Rows from a pointing dataset:
>>>

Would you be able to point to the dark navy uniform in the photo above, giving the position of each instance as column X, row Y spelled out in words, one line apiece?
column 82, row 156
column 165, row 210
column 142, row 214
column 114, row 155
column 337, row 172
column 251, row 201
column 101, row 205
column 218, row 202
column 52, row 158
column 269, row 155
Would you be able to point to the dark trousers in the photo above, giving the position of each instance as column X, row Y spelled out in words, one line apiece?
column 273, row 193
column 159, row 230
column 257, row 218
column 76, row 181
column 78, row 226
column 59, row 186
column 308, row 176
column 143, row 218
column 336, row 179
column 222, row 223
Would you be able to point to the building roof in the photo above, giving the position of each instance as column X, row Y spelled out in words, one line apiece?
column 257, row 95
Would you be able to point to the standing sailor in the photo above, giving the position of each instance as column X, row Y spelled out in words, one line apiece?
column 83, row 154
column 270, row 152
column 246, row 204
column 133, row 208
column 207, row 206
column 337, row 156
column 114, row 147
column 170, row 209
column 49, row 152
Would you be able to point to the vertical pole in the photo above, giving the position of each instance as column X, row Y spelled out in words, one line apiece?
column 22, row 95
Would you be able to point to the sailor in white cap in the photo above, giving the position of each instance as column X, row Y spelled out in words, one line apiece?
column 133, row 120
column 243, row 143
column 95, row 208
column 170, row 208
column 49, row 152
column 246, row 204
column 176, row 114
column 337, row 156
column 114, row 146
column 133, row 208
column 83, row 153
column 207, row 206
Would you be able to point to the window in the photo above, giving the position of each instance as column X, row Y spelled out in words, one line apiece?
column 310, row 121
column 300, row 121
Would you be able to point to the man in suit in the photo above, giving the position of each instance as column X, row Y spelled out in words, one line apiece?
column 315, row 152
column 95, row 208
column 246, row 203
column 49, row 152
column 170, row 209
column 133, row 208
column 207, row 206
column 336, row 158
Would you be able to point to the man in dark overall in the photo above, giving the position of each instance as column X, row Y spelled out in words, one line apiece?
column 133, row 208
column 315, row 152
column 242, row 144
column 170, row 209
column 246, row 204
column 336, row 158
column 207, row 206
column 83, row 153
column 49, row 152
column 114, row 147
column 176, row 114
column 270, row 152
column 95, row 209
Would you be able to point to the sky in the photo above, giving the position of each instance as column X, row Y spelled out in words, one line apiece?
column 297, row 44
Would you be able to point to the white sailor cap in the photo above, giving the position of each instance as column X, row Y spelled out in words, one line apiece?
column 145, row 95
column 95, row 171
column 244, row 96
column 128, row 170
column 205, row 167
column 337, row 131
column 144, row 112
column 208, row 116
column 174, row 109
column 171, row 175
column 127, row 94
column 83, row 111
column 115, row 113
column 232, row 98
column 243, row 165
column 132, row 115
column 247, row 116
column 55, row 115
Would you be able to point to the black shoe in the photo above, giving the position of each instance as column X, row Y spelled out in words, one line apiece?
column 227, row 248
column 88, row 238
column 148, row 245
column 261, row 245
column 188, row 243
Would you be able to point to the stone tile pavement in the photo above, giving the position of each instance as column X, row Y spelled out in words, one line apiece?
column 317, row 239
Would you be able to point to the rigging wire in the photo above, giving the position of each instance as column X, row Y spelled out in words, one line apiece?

<<<

Make an exact copy of the data above.

THE RESPONSE =>
Would you be able to point to the dark navy uniform in the photo above, giving the position of each instance as column X, row Y spelled out in words, one line apiece?
column 82, row 156
column 165, row 210
column 142, row 214
column 114, row 155
column 337, row 172
column 251, row 201
column 101, row 205
column 218, row 202
column 52, row 158
column 269, row 155
Would you be able to point to the dark trousers in the photo above, giving the position of each instance as column X, row Y spelled out in words, one line apiece?
column 273, row 193
column 159, row 230
column 257, row 218
column 76, row 181
column 78, row 226
column 59, row 186
column 308, row 176
column 143, row 218
column 336, row 179
column 222, row 223
Would you be able to point to the building roof in the photo above, giving the position of each instance as column X, row Y spelled out in words, one line apiece?
column 257, row 95
Would you be able to point to the standing sailor in the photo above, giving the position of each instance as column X, row Y spelled out in words, one line apiece?
column 83, row 154
column 270, row 152
column 246, row 204
column 133, row 208
column 207, row 206
column 337, row 156
column 114, row 147
column 170, row 209
column 49, row 152
Would you be able to point to the vertical pole in the photo above, giving the position of each instance as column X, row Y spelled out in words, one line apiece?
column 22, row 95
Would you be able to point to the sailor in white cap in the photo above, giving the position of each instance as column X, row Y spelled out in words, one line apiece?
column 133, row 120
column 243, row 143
column 95, row 208
column 170, row 208
column 49, row 152
column 246, row 204
column 176, row 114
column 337, row 156
column 114, row 146
column 133, row 208
column 83, row 153
column 207, row 206
Would you be able to point to the window in the photo above, giving the position of each instance as column X, row Y spelled out in words, one line apiece?
column 310, row 121
column 300, row 121
Would you be able to point to the man in suit in the photo above, giving the position of each instance as column X, row Y spelled out in words, one line apiece?
column 315, row 152
column 95, row 208
column 246, row 203
column 49, row 152
column 170, row 209
column 133, row 208
column 207, row 206
column 336, row 158
Would you be able to point to the man in dark overall in the photo above, giving the position of each instance as column X, row Y spelled out in words, one line apiece?
column 133, row 208
column 315, row 152
column 242, row 144
column 170, row 209
column 246, row 204
column 336, row 158
column 207, row 206
column 83, row 153
column 49, row 152
column 114, row 147
column 176, row 114
column 270, row 152
column 95, row 209
Would you be able to point to the sky in the photo above, giving the position of each instance as column X, row Y spelled out in words, one line apiece?
column 297, row 44
Would you be able to point to the white sailor cap in the photo above, giving the position of each instance as column X, row Y spelled out in words, one line apiece?
column 145, row 95
column 95, row 171
column 244, row 96
column 128, row 170
column 205, row 167
column 337, row 131
column 144, row 112
column 208, row 116
column 174, row 109
column 171, row 175
column 127, row 94
column 83, row 111
column 115, row 113
column 232, row 98
column 243, row 165
column 132, row 115
column 247, row 116
column 55, row 115
Would you be able to point to the black shoe in the photo above, giving the position of each instance as column X, row Y spelled out in words, one line apiece?
column 227, row 248
column 88, row 238
column 148, row 245
column 261, row 245
column 188, row 243
Would you be able to point to the stone tile pavement in the photo above, giving the position of each instance as column X, row Y spelled out in words, one line apiece?
column 317, row 239
Would you be able to point to the rigging wire in the photo above, giving the position of each instance as column X, row Y spelled out in words, one line apiece?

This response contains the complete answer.